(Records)
..........

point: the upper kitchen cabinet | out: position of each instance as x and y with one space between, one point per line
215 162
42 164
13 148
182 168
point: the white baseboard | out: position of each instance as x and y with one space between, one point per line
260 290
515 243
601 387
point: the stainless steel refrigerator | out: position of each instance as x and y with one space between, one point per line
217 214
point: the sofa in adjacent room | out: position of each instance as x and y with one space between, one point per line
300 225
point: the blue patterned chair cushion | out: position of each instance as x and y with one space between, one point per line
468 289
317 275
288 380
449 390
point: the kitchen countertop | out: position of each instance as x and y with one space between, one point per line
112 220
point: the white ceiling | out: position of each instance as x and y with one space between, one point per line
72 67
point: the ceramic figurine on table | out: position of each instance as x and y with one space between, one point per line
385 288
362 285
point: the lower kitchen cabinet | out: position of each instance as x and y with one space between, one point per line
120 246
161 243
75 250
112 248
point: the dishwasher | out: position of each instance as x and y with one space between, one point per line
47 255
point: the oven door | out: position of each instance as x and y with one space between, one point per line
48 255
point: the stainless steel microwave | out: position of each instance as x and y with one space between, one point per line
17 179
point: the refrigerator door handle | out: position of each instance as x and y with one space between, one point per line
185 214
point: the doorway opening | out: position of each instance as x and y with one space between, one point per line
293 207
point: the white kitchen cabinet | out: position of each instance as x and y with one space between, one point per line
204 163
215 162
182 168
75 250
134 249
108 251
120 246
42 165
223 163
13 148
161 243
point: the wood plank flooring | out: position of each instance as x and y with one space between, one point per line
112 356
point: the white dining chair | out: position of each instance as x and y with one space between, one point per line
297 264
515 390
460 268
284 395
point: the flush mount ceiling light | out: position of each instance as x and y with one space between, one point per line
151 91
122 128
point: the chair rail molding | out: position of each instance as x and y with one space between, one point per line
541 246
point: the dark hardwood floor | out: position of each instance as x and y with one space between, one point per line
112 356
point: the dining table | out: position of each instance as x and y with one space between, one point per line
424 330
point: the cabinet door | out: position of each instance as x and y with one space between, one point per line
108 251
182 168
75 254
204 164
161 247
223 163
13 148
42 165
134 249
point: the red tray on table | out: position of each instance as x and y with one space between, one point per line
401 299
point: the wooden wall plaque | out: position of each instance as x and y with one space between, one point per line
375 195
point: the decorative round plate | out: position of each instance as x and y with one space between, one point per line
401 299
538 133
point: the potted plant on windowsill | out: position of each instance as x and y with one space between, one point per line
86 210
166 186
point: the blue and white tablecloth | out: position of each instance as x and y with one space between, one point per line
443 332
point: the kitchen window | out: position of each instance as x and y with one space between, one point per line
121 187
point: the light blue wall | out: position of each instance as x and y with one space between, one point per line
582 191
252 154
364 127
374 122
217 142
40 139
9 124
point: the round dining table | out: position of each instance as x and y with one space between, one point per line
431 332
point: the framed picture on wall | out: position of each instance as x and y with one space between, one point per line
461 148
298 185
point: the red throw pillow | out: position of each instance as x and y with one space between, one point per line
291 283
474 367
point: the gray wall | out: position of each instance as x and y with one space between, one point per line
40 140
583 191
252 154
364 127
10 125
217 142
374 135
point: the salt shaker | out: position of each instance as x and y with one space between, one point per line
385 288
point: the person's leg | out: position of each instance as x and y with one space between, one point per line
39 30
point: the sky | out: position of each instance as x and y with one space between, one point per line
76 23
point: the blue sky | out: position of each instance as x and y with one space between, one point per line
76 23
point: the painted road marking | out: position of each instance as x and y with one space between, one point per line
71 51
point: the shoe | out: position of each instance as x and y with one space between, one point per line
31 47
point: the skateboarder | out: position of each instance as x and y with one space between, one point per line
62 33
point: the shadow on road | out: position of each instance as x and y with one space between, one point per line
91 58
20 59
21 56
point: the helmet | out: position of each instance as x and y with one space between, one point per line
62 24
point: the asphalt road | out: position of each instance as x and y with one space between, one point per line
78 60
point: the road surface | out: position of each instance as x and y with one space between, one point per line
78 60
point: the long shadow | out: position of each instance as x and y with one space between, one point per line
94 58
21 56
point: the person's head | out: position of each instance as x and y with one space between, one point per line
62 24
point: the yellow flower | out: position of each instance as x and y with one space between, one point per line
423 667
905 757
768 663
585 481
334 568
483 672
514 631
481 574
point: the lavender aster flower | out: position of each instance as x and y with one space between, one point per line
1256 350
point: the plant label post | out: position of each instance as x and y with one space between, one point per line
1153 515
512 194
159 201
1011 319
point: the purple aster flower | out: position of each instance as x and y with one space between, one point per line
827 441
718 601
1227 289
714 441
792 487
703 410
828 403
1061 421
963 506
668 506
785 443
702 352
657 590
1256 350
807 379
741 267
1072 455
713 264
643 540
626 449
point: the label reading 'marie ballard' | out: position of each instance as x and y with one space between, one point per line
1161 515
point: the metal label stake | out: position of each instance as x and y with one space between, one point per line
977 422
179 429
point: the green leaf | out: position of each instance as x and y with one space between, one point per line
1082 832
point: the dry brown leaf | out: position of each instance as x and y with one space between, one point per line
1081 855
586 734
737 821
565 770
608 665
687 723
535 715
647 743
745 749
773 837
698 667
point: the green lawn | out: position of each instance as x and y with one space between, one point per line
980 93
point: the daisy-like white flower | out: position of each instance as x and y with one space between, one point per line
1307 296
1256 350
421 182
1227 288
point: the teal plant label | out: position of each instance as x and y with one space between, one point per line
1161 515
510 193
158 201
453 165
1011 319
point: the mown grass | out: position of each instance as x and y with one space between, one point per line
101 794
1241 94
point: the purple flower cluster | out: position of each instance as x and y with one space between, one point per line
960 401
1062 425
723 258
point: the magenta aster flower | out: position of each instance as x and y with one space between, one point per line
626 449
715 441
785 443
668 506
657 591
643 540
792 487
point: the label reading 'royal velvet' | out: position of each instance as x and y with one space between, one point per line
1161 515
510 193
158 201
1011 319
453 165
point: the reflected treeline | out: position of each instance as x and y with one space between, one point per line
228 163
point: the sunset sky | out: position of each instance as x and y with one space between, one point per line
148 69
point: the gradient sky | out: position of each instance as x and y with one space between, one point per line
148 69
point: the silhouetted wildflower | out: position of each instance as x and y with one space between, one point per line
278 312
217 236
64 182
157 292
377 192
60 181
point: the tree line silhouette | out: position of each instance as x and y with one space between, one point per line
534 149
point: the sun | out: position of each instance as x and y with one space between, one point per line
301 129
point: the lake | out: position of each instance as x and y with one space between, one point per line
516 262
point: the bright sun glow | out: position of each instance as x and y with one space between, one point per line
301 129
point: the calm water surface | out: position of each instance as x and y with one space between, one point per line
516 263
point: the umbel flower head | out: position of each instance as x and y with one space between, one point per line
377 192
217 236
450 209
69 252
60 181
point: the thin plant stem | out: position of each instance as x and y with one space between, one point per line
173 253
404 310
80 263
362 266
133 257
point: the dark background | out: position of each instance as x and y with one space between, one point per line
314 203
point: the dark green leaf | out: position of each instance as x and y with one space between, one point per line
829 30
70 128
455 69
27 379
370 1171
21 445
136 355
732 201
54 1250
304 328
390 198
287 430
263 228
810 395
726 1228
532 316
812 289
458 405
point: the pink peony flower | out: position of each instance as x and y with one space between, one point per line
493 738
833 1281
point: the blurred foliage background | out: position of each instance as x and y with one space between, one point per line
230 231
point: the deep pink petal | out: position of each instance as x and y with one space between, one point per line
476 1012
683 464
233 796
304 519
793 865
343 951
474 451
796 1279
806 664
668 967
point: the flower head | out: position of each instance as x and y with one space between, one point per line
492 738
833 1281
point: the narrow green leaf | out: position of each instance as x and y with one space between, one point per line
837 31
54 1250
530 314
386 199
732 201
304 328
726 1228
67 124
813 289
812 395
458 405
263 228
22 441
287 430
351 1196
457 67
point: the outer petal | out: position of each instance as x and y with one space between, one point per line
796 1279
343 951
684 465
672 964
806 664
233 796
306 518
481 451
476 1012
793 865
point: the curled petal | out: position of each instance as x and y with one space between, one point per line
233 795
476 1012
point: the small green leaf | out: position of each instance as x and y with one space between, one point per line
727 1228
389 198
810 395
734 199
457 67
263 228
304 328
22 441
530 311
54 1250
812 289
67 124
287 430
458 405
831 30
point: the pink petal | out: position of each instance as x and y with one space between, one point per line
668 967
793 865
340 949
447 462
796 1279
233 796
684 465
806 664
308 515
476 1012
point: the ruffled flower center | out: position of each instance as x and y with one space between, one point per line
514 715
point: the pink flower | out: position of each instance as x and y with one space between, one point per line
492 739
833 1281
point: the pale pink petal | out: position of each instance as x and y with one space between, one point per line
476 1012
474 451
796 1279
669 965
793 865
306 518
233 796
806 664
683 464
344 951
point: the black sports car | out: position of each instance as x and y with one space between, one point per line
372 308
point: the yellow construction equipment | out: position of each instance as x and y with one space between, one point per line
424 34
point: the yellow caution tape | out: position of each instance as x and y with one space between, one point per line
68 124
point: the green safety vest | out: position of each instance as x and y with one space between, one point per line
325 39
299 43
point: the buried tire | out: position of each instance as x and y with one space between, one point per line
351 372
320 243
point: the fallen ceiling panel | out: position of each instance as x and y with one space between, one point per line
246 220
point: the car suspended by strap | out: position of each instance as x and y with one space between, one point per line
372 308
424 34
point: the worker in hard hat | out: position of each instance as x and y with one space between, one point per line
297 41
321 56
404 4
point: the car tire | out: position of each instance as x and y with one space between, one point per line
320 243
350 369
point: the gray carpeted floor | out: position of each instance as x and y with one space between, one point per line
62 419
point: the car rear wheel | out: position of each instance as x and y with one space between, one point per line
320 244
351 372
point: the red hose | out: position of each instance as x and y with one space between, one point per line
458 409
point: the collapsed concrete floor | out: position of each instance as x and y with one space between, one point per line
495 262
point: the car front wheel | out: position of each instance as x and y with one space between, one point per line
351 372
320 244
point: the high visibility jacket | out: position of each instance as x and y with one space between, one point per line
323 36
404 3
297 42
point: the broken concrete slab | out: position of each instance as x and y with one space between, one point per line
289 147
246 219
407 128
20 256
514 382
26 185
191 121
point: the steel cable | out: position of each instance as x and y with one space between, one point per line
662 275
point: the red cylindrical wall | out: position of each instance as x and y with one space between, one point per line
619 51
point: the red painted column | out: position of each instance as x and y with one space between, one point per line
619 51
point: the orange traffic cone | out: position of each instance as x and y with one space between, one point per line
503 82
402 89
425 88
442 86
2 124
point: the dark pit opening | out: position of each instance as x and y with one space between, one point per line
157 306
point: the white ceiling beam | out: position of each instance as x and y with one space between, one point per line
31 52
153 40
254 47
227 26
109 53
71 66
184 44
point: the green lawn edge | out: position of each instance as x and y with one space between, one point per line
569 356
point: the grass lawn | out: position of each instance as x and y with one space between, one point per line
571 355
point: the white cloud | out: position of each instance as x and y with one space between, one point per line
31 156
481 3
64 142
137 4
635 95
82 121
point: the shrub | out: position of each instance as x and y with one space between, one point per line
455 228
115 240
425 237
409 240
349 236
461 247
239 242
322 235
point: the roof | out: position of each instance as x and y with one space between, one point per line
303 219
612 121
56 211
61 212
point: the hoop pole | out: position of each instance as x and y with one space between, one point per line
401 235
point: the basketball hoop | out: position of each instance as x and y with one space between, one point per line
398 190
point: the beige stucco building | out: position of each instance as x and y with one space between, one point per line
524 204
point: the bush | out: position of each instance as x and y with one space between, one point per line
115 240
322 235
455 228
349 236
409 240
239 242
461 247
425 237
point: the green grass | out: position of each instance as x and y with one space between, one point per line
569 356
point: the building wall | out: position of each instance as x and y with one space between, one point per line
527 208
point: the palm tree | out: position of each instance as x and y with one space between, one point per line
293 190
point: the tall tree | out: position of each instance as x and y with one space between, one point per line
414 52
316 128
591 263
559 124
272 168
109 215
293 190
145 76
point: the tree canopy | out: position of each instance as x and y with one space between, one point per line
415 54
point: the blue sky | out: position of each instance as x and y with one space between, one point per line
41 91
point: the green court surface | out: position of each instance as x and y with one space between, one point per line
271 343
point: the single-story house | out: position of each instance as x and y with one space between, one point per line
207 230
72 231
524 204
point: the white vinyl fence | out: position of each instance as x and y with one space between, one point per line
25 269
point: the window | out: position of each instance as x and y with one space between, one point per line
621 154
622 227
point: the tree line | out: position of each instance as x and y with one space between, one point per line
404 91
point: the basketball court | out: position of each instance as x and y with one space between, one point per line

..........

=== Stated task ===
Copy out everything in the records above, from the line containing "point: the basketball hoop" down to the end. Leave every line unchanged except the answer coordinates, and add 16 to each x and y value.

=== Right answer ===
point: the basketball hoop | out: position of each instance as x and y with one space between, one point per line
414 206
point: the beige stucco building | out: position of each instance as x and y with one space between, one point per line
540 220
point: the bush | out: position of each instance as x and y with one space between, one point per line
131 256
338 251
471 244
365 252
425 256
255 258
477 263
441 253
point: the green grass | out: position of each instance as x and y with one space between, one point per line
585 372
point: the building wall | out: position of each instance as x and y with one space between, one point per line
543 224
point: the palm tree | out: position of each instance as x and y with one space between, one point per line
309 206
point: the tall tree | out: position of each instance as x and y with one space between, one point per line
430 68
332 144
607 279
575 140
288 184
125 231
309 206
161 92
point: the tree canopy | out: position of each instance as x and y with one space between, one point per line
431 70
point: the blue sky | out: position of each instance as x and y with one space between, one point per line
57 107
point: the green court surface | out: position of each instance as x and y with one space between, one point per line
287 359
point: the single-story house | out: position of each instance as x and y with one space between, one point per line
223 246
88 247
540 220
point: the white vinyl fence | out: position of each instance as x and y with one space between, one point per line
41 285
point: the window | out: position of each instance as x and y with one space between, one point per line
637 170
638 243
point: the tree line | out: position of each instance as x and y with one space between, one point per line
420 107
point: the basketball court | out: position of each instance as x and y with one space between, one point per line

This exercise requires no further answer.